Please state how many lines in the records below contain the string "cuff", giving only the number.

+++ SUPPLIED ENTRIES +++

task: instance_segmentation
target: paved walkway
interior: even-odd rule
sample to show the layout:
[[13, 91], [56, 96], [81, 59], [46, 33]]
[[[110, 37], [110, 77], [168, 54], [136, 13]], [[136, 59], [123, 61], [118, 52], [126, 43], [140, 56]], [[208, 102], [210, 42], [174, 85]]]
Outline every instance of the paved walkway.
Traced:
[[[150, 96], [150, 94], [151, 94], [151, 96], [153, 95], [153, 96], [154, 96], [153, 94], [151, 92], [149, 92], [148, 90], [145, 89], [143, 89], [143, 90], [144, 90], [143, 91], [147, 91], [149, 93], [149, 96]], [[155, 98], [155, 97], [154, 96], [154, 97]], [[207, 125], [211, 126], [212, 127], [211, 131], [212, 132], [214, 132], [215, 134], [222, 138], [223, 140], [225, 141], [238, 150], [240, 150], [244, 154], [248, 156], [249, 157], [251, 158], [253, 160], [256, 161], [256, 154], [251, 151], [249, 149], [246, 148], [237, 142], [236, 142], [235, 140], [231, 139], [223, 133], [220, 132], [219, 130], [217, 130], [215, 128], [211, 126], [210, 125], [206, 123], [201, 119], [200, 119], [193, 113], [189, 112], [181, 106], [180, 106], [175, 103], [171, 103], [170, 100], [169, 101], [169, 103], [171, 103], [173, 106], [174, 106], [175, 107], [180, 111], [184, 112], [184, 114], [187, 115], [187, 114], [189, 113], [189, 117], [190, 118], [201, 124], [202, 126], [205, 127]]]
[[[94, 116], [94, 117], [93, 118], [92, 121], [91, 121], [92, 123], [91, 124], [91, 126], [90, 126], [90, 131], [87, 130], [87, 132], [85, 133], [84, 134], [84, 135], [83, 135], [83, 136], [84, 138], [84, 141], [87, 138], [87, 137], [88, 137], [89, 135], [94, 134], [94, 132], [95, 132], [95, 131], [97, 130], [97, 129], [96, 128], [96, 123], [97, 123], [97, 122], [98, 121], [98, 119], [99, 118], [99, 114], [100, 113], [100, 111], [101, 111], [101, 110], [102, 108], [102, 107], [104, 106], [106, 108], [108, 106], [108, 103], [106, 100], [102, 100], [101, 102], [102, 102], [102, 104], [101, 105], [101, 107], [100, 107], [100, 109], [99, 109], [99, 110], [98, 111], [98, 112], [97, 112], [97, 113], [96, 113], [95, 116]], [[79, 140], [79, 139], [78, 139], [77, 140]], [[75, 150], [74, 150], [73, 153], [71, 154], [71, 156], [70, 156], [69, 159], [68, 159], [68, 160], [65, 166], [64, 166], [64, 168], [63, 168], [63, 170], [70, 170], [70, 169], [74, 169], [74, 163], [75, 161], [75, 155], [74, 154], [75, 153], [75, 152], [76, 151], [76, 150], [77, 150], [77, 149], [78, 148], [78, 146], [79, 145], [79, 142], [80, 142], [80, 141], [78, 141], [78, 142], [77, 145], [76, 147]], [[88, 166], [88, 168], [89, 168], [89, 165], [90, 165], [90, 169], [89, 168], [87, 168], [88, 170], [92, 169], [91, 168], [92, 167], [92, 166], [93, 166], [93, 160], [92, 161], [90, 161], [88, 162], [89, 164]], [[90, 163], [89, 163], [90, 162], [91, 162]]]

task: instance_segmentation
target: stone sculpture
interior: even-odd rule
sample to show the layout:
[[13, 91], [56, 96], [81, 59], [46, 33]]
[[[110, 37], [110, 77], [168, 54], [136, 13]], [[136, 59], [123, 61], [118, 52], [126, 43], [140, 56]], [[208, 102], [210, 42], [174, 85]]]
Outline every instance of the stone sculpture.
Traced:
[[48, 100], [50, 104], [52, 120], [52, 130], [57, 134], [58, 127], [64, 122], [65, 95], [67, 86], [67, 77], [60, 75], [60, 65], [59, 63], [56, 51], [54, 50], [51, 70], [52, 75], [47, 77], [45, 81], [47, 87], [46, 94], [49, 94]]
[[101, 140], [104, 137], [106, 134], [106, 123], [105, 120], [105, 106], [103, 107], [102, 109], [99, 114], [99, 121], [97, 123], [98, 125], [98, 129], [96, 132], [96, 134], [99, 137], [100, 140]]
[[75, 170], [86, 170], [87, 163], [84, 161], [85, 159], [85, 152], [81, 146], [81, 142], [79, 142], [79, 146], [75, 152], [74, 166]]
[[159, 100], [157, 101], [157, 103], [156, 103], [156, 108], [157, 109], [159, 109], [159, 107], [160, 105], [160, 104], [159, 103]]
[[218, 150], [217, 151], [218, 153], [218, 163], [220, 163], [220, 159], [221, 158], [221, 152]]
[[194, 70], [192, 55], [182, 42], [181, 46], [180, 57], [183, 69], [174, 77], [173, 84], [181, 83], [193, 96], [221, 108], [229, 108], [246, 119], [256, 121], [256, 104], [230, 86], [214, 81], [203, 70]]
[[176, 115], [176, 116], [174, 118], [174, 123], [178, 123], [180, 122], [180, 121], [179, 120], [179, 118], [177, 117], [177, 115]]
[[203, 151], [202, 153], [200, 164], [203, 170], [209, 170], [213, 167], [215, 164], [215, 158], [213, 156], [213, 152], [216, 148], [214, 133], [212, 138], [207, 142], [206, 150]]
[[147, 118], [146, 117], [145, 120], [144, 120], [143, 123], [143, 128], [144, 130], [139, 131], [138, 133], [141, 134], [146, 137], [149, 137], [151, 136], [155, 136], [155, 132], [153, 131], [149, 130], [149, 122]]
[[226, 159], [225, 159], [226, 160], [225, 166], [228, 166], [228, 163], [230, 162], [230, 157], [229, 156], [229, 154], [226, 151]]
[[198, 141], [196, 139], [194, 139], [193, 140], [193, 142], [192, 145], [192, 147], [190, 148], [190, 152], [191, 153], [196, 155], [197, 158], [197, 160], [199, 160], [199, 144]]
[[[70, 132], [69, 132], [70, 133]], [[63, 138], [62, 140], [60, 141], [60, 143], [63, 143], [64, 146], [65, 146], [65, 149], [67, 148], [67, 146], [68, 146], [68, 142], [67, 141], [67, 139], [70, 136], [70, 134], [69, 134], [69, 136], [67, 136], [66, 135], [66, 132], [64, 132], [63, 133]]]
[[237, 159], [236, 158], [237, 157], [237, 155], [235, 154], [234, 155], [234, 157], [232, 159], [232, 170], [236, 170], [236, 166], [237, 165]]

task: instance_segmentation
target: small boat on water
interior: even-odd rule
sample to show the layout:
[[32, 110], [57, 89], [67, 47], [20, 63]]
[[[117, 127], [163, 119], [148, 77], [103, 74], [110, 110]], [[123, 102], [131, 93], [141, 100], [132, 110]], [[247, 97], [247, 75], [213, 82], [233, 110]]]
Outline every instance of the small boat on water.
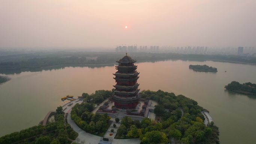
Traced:
[[67, 98], [74, 98], [74, 97], [73, 96], [73, 95], [67, 95], [67, 96], [66, 96]]
[[73, 102], [70, 103], [70, 104], [68, 104], [68, 106], [69, 106], [72, 105], [72, 104], [73, 104]]
[[75, 99], [73, 98], [67, 98], [67, 100], [69, 100], [70, 101], [73, 101], [73, 100], [75, 100]]
[[61, 98], [61, 100], [65, 100], [66, 99], [67, 99], [67, 97], [65, 96], [63, 97], [62, 98]]

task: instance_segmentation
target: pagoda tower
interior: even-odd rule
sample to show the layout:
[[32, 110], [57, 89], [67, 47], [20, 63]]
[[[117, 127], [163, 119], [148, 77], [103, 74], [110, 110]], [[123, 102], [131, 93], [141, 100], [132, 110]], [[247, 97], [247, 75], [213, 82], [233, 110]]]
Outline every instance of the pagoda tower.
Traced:
[[136, 61], [126, 55], [116, 62], [119, 64], [116, 66], [118, 71], [113, 75], [115, 77], [116, 84], [114, 86], [116, 88], [112, 97], [115, 102], [115, 106], [118, 108], [134, 109], [138, 105], [140, 96], [138, 93], [139, 85], [137, 80], [139, 73], [136, 70], [137, 65], [134, 65]]

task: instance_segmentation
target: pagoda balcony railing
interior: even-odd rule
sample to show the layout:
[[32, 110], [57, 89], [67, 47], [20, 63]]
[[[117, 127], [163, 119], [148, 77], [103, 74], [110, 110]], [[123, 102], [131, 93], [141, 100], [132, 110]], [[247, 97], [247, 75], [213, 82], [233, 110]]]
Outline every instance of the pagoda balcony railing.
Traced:
[[130, 82], [130, 81], [134, 81], [135, 80], [137, 80], [139, 77], [140, 77], [139, 76], [138, 76], [136, 77], [133, 78], [133, 79], [120, 79], [118, 77], [113, 77], [113, 79], [115, 79], [116, 80], [118, 81], [123, 81], [123, 82]]
[[113, 74], [113, 75], [118, 77], [127, 77], [137, 76], [140, 73], [137, 72], [137, 71], [135, 71], [135, 72], [132, 72], [132, 73], [121, 73], [118, 71], [116, 73]]
[[117, 65], [115, 66], [115, 67], [116, 68], [121, 68], [127, 69], [127, 68], [137, 68], [138, 66], [137, 65], [134, 65], [131, 66], [121, 66], [121, 65]]
[[140, 85], [139, 84], [137, 83], [135, 83], [134, 85], [131, 85], [130, 86], [129, 85], [119, 85], [119, 84], [116, 84], [115, 85], [113, 86], [114, 87], [122, 87], [122, 86], [125, 86], [125, 87], [127, 87], [128, 88], [134, 88], [135, 87], [137, 87], [137, 86], [138, 86], [139, 85]]

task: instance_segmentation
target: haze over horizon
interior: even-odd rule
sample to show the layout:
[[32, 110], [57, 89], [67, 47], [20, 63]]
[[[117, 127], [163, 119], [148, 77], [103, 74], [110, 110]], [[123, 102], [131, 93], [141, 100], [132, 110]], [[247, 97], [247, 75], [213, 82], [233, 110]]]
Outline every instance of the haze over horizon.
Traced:
[[0, 48], [255, 46], [256, 7], [255, 0], [0, 0]]

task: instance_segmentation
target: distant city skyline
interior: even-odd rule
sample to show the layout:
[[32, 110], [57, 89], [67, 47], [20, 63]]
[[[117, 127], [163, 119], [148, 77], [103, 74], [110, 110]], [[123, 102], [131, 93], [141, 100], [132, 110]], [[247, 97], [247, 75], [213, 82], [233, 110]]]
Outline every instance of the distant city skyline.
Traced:
[[255, 47], [255, 0], [1, 0], [0, 48]]

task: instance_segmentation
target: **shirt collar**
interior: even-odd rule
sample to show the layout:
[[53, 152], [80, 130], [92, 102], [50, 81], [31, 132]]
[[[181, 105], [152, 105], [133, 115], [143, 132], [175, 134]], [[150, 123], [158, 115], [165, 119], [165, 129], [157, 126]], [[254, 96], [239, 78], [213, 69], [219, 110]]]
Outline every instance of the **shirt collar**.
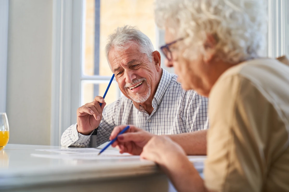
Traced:
[[166, 90], [170, 86], [171, 81], [172, 81], [172, 74], [168, 72], [165, 69], [162, 69], [162, 75], [160, 81], [159, 83], [158, 89], [155, 94], [155, 96], [153, 99], [153, 107], [155, 109], [154, 106], [154, 104], [156, 104], [157, 105], [160, 104], [162, 100], [165, 93]]

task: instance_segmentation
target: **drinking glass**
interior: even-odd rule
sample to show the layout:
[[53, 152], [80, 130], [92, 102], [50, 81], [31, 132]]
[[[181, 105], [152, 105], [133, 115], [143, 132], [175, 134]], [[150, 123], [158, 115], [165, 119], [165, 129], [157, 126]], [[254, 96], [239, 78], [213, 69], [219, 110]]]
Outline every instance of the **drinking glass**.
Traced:
[[0, 113], [0, 150], [9, 140], [9, 125], [5, 113]]

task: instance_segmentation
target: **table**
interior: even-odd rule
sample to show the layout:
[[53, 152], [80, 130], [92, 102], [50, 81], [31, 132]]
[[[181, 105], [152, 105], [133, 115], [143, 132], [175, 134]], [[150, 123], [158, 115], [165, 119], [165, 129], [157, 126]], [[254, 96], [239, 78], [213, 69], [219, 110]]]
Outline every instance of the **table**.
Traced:
[[[148, 161], [68, 160], [31, 155], [33, 153], [51, 153], [35, 149], [61, 148], [7, 145], [0, 151], [0, 191], [168, 191], [172, 190], [169, 188], [166, 176], [153, 162]], [[201, 173], [203, 164], [199, 163], [196, 167]]]

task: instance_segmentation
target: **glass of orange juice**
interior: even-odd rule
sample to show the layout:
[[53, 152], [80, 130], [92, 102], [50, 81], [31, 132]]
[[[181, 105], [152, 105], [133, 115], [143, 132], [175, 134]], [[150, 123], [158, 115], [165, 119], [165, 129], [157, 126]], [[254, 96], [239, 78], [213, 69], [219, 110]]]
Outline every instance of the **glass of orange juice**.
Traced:
[[9, 125], [5, 113], [0, 113], [0, 150], [4, 148], [9, 140]]

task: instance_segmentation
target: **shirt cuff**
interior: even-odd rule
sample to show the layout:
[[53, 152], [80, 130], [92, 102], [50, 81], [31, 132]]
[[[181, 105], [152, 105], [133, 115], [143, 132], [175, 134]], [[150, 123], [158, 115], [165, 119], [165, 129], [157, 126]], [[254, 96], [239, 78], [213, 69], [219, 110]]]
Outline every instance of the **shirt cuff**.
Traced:
[[92, 131], [88, 135], [83, 135], [80, 133], [79, 133], [77, 131], [77, 123], [75, 123], [72, 128], [72, 137], [73, 140], [75, 139], [75, 142], [77, 140], [87, 140], [89, 138], [93, 132], [93, 131]]

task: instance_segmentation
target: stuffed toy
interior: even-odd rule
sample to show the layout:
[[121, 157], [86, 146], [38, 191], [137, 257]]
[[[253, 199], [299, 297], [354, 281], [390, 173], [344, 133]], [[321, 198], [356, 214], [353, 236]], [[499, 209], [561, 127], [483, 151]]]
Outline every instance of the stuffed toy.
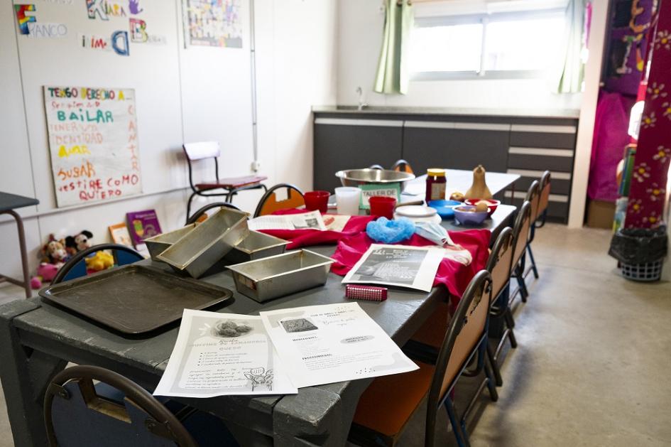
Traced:
[[57, 240], [53, 234], [49, 235], [49, 242], [42, 247], [42, 262], [60, 268], [70, 259], [64, 242], [63, 239]]
[[86, 260], [86, 269], [88, 273], [100, 271], [114, 265], [114, 257], [103, 250], [96, 252], [95, 254], [84, 258], [84, 259]]
[[93, 237], [93, 233], [84, 230], [78, 235], [68, 236], [65, 238], [65, 248], [71, 255], [77, 252], [82, 252], [91, 247], [89, 239]]

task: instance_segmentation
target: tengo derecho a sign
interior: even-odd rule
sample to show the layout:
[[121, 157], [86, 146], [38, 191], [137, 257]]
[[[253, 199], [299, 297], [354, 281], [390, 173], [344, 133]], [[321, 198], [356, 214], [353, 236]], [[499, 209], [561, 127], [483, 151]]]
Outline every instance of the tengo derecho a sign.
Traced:
[[142, 192], [133, 89], [44, 87], [58, 207]]

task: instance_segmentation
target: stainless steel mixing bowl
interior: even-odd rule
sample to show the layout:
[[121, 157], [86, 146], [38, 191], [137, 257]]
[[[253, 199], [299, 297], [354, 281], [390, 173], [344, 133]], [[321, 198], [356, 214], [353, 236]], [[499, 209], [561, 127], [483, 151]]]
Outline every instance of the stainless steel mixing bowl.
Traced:
[[340, 179], [343, 186], [359, 186], [359, 185], [400, 184], [400, 190], [405, 189], [406, 182], [415, 178], [414, 174], [383, 169], [347, 169], [339, 171], [336, 177]]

+++

- **EXERCISE RESULT**
2